(EXCERPTED PASSAGE begins)
Research indicate a role of mast cells and granulocytes in the initiation of pain, and a potential role in maintaining pain, but no substantial role for neutrophils in pain induction. Mast cells –frequently found in close proximity to nerve endings– release cytokines, nerve growth factor (NGF), proteases, histamine and bradykinin that induce pain. Neutrophils can also release opioid peptides –β-endorphin, met-enkephalin and dynorphin-A– with anti-nociceptive effects through opioid receptors.
Evidence suggests that specific T-cells subtypes control the initiation of neuropathic pain, while the inflammatory mediator secreted determines whether T-cells have a pro- or anti-nociceptive role. T-cells –mostly CD4+ that produce IL-17 and IFNγ in a sex-dependent fashion– seem to be involved in the maintenance of pain, since depletion of CD4+ T-cells reduces hyperalgesia and allodynia, where the pain has developed. The increased IL-4 and IL-10 in the spinal cord would explain in an age-dependent way why children experience less neuropathic pain.
Autoantibodies against citrullinated antigens –(ACPAs) that bind to osteoclasts to induce the release of CXCL1, which activates sensory neurons and induces pain–, citrullinated fibrinogen, vimentin, α-enolase, collagen type-II, immunoglobulin-binding protein and histone-4 increase in patients with RA, showing the involvement of B cells in the initiation of pain.
(EXCERPTED PASSAGE ends)
(DATASET EXTRACT begins)
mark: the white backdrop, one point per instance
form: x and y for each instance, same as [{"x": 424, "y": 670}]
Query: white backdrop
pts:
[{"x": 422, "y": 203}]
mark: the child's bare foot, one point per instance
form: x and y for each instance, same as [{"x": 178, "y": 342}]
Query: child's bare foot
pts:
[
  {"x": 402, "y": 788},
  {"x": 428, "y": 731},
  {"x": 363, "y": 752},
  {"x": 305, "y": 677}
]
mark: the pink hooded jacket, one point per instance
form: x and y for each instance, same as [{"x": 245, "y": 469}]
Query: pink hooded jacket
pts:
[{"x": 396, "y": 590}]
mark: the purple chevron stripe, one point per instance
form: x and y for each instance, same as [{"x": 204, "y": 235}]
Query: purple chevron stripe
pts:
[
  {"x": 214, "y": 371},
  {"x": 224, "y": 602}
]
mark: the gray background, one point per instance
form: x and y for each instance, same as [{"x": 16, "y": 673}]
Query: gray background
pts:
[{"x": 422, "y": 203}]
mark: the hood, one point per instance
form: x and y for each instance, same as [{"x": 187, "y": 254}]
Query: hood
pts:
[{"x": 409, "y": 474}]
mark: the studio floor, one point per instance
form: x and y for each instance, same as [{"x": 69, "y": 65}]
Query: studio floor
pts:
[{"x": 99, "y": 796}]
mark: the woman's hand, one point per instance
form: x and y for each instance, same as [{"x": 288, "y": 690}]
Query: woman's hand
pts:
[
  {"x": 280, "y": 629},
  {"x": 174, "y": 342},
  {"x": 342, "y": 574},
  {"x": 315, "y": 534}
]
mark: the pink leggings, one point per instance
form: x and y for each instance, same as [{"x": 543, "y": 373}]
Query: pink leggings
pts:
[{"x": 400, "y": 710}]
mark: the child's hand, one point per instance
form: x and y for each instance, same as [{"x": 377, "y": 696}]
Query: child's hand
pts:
(DATASET EXTRACT ends)
## [YOUR TASK]
Answer these questions from the passage on immune cells and pain:
(a) Which three opioid peptides can neutrophils release?
(b) Which two mediators are produced by the CD4+ T-cells involved in maintaining pain?
(c) What do ACPAs induce osteoclasts to release?
The items aren't needed for this task.

## [WRITTEN SOLUTION]
(a) β-endorphin, met-enkephalin and dynorphin-A
(b) IL-17 and IFNγ
(c) CXCL1